**Stored records:**
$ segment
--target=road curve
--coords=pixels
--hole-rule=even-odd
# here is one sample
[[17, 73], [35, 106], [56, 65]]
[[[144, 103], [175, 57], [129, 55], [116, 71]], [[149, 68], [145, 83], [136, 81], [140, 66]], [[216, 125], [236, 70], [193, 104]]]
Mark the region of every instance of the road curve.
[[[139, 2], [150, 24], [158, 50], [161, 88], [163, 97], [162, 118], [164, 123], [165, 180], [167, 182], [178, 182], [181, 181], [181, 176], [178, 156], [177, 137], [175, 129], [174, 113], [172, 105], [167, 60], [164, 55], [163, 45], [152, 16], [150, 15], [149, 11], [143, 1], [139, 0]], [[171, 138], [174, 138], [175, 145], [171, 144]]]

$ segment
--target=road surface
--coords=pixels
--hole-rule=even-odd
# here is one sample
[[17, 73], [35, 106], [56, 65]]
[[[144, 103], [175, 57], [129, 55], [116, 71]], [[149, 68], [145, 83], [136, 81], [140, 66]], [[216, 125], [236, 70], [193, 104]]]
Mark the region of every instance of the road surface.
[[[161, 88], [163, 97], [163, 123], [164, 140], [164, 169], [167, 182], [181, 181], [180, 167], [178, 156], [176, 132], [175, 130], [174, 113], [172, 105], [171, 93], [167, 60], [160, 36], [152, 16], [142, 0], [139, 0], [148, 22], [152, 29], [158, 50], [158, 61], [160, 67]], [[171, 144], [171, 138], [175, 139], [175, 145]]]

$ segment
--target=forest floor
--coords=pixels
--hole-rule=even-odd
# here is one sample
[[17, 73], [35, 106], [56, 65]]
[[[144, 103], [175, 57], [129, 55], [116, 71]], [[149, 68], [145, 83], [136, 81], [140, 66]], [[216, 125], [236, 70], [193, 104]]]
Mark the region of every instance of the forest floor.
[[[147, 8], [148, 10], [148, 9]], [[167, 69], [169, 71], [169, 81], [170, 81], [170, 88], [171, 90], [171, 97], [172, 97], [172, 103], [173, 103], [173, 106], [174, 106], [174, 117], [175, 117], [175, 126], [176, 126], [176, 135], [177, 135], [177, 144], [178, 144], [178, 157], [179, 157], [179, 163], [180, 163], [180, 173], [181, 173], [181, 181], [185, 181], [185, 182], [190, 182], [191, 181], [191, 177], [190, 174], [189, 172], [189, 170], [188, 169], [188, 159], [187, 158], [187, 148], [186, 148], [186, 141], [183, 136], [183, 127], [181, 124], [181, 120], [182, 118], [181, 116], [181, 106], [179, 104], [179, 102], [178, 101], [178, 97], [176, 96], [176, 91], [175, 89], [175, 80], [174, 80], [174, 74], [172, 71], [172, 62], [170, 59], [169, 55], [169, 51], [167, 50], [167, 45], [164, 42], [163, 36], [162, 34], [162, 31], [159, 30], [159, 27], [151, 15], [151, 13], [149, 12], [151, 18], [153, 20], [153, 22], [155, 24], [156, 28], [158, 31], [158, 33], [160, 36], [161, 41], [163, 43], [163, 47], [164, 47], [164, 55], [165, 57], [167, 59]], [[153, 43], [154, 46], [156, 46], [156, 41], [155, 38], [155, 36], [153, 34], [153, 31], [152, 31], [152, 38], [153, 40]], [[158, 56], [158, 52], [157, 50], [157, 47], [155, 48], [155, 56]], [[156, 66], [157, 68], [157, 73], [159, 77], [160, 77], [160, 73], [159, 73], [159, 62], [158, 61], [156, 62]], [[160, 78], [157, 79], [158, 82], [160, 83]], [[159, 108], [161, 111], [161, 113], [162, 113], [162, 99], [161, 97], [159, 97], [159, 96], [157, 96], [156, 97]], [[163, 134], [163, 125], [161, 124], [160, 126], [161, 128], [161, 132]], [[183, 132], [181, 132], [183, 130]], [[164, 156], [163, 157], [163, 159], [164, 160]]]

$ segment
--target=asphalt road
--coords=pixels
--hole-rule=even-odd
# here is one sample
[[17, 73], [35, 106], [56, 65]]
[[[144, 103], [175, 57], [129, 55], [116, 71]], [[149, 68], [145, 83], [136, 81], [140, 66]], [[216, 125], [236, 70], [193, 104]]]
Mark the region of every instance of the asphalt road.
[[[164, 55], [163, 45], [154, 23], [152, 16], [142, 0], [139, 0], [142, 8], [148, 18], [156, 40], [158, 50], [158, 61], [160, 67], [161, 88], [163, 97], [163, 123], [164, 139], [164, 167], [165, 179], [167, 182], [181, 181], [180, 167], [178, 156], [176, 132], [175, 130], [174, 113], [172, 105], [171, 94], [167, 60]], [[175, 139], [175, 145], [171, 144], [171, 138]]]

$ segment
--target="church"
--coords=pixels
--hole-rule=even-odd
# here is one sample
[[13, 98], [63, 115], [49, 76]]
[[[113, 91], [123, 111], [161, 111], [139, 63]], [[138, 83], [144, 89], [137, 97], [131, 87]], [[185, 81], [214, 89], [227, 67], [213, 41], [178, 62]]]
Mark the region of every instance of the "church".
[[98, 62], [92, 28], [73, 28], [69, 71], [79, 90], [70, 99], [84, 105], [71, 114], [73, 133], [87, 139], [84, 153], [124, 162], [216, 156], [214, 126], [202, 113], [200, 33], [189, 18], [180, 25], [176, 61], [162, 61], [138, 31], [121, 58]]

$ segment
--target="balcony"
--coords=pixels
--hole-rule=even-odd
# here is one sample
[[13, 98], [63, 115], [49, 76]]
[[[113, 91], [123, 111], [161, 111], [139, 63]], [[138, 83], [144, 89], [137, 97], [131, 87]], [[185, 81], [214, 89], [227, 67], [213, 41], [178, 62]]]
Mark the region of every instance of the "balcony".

**Work to do:**
Copy all the entries verbatim.

**Answer for this exercise:**
$ segment
--target=road curve
--coords=pixels
--hole-rule=even-odd
# here is one sample
[[17, 73], [35, 106], [56, 65]]
[[[144, 103], [175, 57], [129, 55], [116, 71]], [[149, 68], [145, 83], [136, 81], [140, 66]], [[216, 125], [236, 70], [193, 104]]]
Mark the region of every instance of the road curve.
[[[139, 2], [150, 24], [158, 50], [161, 88], [163, 97], [162, 118], [164, 123], [165, 180], [167, 182], [178, 182], [181, 181], [181, 176], [178, 156], [177, 137], [175, 129], [174, 113], [172, 105], [167, 60], [164, 55], [163, 45], [152, 16], [150, 15], [149, 11], [143, 1], [139, 0]], [[171, 138], [174, 138], [175, 145], [171, 144]]]

$ segment
--target=road surface
--coords=pixels
--hole-rule=even-odd
# here is one sample
[[17, 73], [35, 106], [56, 65]]
[[[144, 103], [175, 57], [129, 55], [116, 71]], [[149, 68], [145, 83], [136, 81], [140, 66]], [[216, 125], [236, 70], [193, 104]]]
Mark the region of every instance of the road surface.
[[[161, 88], [163, 97], [163, 123], [164, 140], [164, 169], [167, 182], [181, 181], [180, 167], [178, 156], [176, 132], [175, 130], [174, 113], [172, 105], [171, 93], [167, 60], [160, 36], [152, 16], [142, 0], [139, 0], [148, 22], [152, 29], [158, 50], [158, 61], [160, 67]], [[171, 144], [171, 138], [175, 139], [175, 145]]]

$ segment
--target=forest floor
--coords=pixels
--hole-rule=even-odd
# here is one sample
[[17, 73], [35, 106], [56, 65]]
[[[144, 103], [175, 57], [129, 55], [116, 71]], [[149, 68], [145, 83], [136, 81], [140, 66]], [[216, 125], [236, 70], [193, 104]]]
Mark the region of every instance of the forest floor.
[[[147, 8], [148, 10], [148, 9]], [[167, 69], [169, 71], [169, 81], [170, 81], [170, 88], [171, 90], [171, 97], [172, 97], [172, 103], [173, 103], [173, 106], [174, 106], [174, 117], [175, 117], [175, 126], [176, 126], [176, 135], [177, 135], [177, 144], [178, 144], [178, 157], [179, 157], [179, 163], [180, 163], [180, 173], [181, 173], [181, 181], [185, 181], [185, 182], [190, 182], [191, 181], [191, 177], [190, 174], [189, 172], [189, 170], [188, 169], [188, 159], [187, 158], [187, 148], [186, 148], [186, 141], [183, 136], [183, 127], [181, 124], [181, 120], [182, 118], [181, 116], [181, 106], [179, 104], [179, 102], [178, 101], [178, 97], [176, 96], [176, 91], [175, 89], [175, 80], [174, 80], [174, 74], [172, 71], [172, 62], [170, 59], [169, 55], [169, 51], [167, 50], [167, 45], [164, 42], [163, 36], [162, 34], [162, 31], [159, 30], [159, 27], [151, 15], [151, 13], [149, 12], [151, 18], [153, 20], [153, 22], [155, 24], [156, 28], [158, 31], [158, 33], [160, 36], [161, 41], [163, 43], [163, 47], [164, 47], [164, 55], [165, 57], [167, 59]], [[153, 43], [154, 46], [156, 46], [156, 41], [155, 38], [155, 36], [153, 34], [153, 31], [152, 31], [152, 38], [153, 40]], [[158, 56], [158, 52], [157, 50], [157, 47], [155, 48], [155, 56]], [[156, 66], [157, 68], [157, 73], [159, 77], [160, 77], [160, 73], [159, 73], [159, 62], [158, 61], [156, 62]], [[160, 78], [157, 79], [158, 82], [160, 83]], [[159, 108], [161, 111], [161, 113], [162, 113], [162, 99], [161, 97], [159, 97], [159, 96], [157, 96], [156, 97]], [[163, 134], [163, 125], [161, 124], [160, 126], [161, 128], [161, 132]], [[183, 132], [181, 132], [183, 130]], [[164, 156], [163, 157], [163, 159], [164, 160]]]

$ segment
--target=asphalt road
--coords=pixels
--hole-rule=even-odd
# here is one sample
[[17, 73], [35, 106], [56, 65]]
[[[144, 103], [175, 57], [129, 55], [116, 71]], [[149, 68], [145, 83], [136, 81], [140, 66]], [[216, 125], [236, 70], [193, 104]]]
Mark the region of every instance of the asphalt road.
[[[164, 55], [163, 45], [154, 23], [152, 16], [142, 0], [139, 0], [142, 8], [148, 18], [156, 40], [158, 50], [158, 61], [160, 67], [161, 88], [163, 97], [163, 123], [164, 139], [164, 167], [165, 179], [167, 182], [181, 181], [180, 167], [178, 156], [176, 132], [175, 130], [174, 113], [172, 105], [171, 94], [167, 60]], [[175, 139], [175, 145], [171, 144], [171, 138]]]

$ segment
--target="church"
--coords=pixels
--hole-rule=even-odd
# here is one sample
[[13, 98], [63, 115], [49, 76]]
[[[113, 91], [123, 111], [161, 111], [139, 63]], [[138, 83], [144, 89], [137, 97], [131, 87]], [[185, 81], [214, 89], [227, 67], [213, 41], [178, 62]]]
Mark the region of every instance of the "church".
[[98, 62], [92, 28], [73, 28], [69, 71], [79, 90], [70, 99], [84, 105], [71, 114], [73, 133], [87, 139], [84, 153], [124, 162], [216, 156], [214, 126], [202, 113], [200, 33], [189, 18], [180, 25], [176, 61], [162, 61], [138, 31], [121, 58]]

$ segment
--target="balcony"
--coords=pixels
--hole-rule=even-odd
# here is one sample
[[13, 98], [63, 115], [49, 76]]
[[[113, 91], [123, 111], [161, 111], [139, 63]], [[138, 83], [144, 89], [137, 97], [131, 87]], [[185, 81], [214, 89], [227, 67], [213, 41], [178, 62]]]
Mark the region of every instance of the "balcony".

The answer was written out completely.